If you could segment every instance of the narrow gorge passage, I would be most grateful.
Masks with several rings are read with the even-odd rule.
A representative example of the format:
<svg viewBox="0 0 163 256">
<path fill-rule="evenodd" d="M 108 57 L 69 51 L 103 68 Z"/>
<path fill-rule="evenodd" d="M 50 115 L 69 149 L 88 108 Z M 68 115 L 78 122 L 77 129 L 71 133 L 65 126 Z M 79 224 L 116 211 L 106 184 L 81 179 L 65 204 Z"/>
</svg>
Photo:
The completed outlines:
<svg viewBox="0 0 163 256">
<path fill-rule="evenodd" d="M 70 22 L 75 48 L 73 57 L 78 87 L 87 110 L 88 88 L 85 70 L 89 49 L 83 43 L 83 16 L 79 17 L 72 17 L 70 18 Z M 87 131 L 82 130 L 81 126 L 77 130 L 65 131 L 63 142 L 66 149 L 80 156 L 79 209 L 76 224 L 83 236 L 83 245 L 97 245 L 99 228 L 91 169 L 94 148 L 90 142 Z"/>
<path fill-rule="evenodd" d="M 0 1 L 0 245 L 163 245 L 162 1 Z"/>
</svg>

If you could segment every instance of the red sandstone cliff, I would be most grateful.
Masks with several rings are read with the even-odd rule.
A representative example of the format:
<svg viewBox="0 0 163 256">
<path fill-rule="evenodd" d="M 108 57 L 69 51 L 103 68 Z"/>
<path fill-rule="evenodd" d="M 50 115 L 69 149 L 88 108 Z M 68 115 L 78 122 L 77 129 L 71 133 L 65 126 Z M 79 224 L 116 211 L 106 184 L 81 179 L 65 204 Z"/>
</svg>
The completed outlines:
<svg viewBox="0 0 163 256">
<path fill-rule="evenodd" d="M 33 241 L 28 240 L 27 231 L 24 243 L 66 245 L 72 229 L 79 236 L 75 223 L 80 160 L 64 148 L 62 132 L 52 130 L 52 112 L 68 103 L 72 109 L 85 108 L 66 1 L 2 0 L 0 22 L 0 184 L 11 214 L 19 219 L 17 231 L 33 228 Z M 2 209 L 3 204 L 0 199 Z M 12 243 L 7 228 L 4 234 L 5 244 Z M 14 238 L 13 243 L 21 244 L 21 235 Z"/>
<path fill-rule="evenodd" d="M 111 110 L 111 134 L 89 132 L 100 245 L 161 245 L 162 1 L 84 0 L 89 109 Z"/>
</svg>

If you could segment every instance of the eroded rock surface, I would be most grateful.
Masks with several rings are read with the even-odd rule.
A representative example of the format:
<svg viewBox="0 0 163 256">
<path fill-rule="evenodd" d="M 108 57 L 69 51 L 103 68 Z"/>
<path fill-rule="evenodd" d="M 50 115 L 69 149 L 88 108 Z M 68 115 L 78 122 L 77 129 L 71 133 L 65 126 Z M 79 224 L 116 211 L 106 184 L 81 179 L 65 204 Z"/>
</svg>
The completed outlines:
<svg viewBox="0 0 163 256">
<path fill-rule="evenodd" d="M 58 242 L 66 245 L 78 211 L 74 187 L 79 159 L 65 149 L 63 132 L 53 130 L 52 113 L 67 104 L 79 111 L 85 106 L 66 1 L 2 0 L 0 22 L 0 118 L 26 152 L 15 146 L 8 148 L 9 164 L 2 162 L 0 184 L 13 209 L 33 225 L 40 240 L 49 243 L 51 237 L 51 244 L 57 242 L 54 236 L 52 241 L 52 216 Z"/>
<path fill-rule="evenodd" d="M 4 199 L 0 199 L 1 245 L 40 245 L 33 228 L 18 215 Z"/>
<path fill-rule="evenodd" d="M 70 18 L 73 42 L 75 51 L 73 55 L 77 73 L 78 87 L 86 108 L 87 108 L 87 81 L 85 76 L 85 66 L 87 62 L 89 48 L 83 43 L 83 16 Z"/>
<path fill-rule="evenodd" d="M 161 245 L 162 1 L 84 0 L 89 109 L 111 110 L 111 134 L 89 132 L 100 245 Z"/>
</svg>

========================

## Job
Repeat the data from the line containing "If you could segment every instance of the eroded" through the end of the data, requests included. Scale every number in the answer outlines (viewBox sizes and point coordinates) by 2.1, rounding to whole numbers with halves going up. Leave the requests and their format samples unchanged.

## Written solution
If you could segment every instance of the eroded rock surface, I would be most grateful.
Masks with several rings are read with the even-odd rule.
A representative example of the format:
<svg viewBox="0 0 163 256">
<path fill-rule="evenodd" d="M 108 57 L 69 51 L 103 68 Z"/>
<path fill-rule="evenodd" d="M 50 115 L 69 149 L 88 108 Z M 68 115 L 78 122 L 77 129 L 71 133 L 65 126 Z M 79 224 L 116 211 L 106 184 L 81 179 L 65 204 Z"/>
</svg>
The completed outlines:
<svg viewBox="0 0 342 538">
<path fill-rule="evenodd" d="M 122 508 L 139 515 L 164 443 L 155 393 L 166 334 L 137 313 L 132 277 L 111 273 L 109 237 L 141 218 L 166 233 L 179 223 L 139 2 L 4 0 L 0 46 L 0 248 L 55 319 L 32 307 L 17 311 L 19 344 L 4 340 L 0 386 L 27 439 L 69 473 L 84 504 L 103 510 L 107 498 L 107 512 L 120 508 L 113 496 L 109 506 L 109 454 Z"/>
<path fill-rule="evenodd" d="M 8 418 L 0 418 L 2 515 L 84 515 L 69 479 L 38 452 Z"/>
<path fill-rule="evenodd" d="M 147 38 L 153 88 L 158 107 L 153 116 L 162 153 L 164 183 L 181 227 L 183 227 L 183 170 L 179 160 L 179 139 L 183 130 L 187 101 L 174 90 L 174 34 Z"/>
<path fill-rule="evenodd" d="M 338 515 L 340 2 L 176 0 L 187 229 L 233 231 L 233 281 L 187 277 L 210 515 Z"/>
</svg>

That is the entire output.